Excerpt =
- - - - - - -

County votes to support proposed toll road

GREENVILLE — The Hunt County Commissioners Court voted Tuesday to approve a non-binding resolution of support for a potential toll road which is proposed to be built between Greenville and Lavon.

The 3-1 vote came following more than two hours of discussion and debate on the issue, with Precinct 2 Commissioner Jay Atkins voting against.

“This is going to cut a huge scar through the middle of my precinct,” Atkins said.

Many of those who spoke out during Tuesday’s meeting agreed with Atkins, although there were several people who said they were in favor of the idea.

Sally Bird, President and CEO of the Greenville Chamber of Commerce Convention and Visitors Bureau said the Chamber’s Board voted unanimously to recommend the commissioners back the proposal.

And County Judge John Horn noted that there are no definitive plans in place for the project so far.

“I don’t know of anything that is etched in stone,” Horn said. “The hurdles this company is facing ... are monumental to say the least.”

Regardless, the idea of the toll road did not sit well with most of the overflow crowd. Many argued that they had moved away from the Dallas/Fort Worth Metroplex to the area between Caddo Mills and the Clinton community to live in the country, while others feared losing homes which had been in their family for generations.

“There’s a lot of people here that you are really ruining their lives,” said Robert Bird, who wondered what would be the next step in the process. “It is just greed and it is not worrying about your fellow citizens. I hope to hell you take my house, because I am not living next to it.”

The proposal from the Texas Turnpike Corporation also includes a plan to build a new, non-toll road from west to east across North Greenville and connecting with Interstate 30.

Phase 1 of the project would be a privately owned and built toll road covering approximately 24 miles between just west of Greenville and Lavon in Collin County, along a portion of the Northeast Texas Rural Rail Transportation District (NETEX) right-of-way.

- - - - - - -

Records supplied =

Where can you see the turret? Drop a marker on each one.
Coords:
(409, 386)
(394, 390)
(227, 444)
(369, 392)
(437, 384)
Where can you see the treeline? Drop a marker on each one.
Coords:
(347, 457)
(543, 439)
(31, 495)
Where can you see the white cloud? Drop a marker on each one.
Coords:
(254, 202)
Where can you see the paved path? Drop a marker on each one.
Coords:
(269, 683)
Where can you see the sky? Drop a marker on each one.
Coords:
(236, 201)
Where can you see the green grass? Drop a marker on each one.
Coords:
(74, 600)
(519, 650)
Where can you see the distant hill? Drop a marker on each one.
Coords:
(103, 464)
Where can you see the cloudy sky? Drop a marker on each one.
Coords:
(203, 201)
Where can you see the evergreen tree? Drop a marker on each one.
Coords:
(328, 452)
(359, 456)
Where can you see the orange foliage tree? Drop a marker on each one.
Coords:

- - - - - - -

Short exercise = Write the next part of the news story about the proposed toll road between Greenville and Lavon, starting after its final sentence.

Answer to this exercise =
The right-of-way has been secured through a long term ground lease agreement between the Texas Turnpike Corporation (TTC) and NETEX through the cities of Josephine and Nevada, to just west of State Highway 278 in Lavon.

The TTC is proposing to build a limited access four lane divided toll road in and along the right-of-way, leaving room for NETEX’s rail restoration plan in the future, in order to help relieve congestion along Interstate 30 between Rockwall County and Dallas County.

Phase 2 of the project, between State Highway 78 and the President George Bush Turnpike will be planned and constructed in the future.

“I’ve got numerous issues with this,” Atkins said, adding he had received 500 calls from his constituents who were opposed to the road, compared to just three in favor. “I’ve got to look at what that is going to do to the people that pay my salary. I represent Precinct 2 first, Hunt County second.”

For one thing, Atkins said the route would bisect nine county roads in his precinct.

“I cannot expect you are going to give me nine overpasses over my county roads,” Atkins said. “Most of those county roads will be dead end roads.”

Atkins believed the road would benefit Greenville and Lavon directly, but do little for the rest of the county, aside from maybe Josephine and Nevada, which is where he grew up.

“Most of the folks there are opposed to this,” Atkins said.

He noted how the company’s lease with NETEX specifies that construction would begin by 2016, or the lease would be voided.

“It sounds to me like the trucks are loaded,” Atkins said. “I just don’t believe that this is the right thing for us.”

Precinct 3 Commissioner Phillip Martin noted that the Texas Department of Transportation has no plans to do any expansions along Interstate 30 through 2020 and that, even if the agency did have the desire to do so, it has no money.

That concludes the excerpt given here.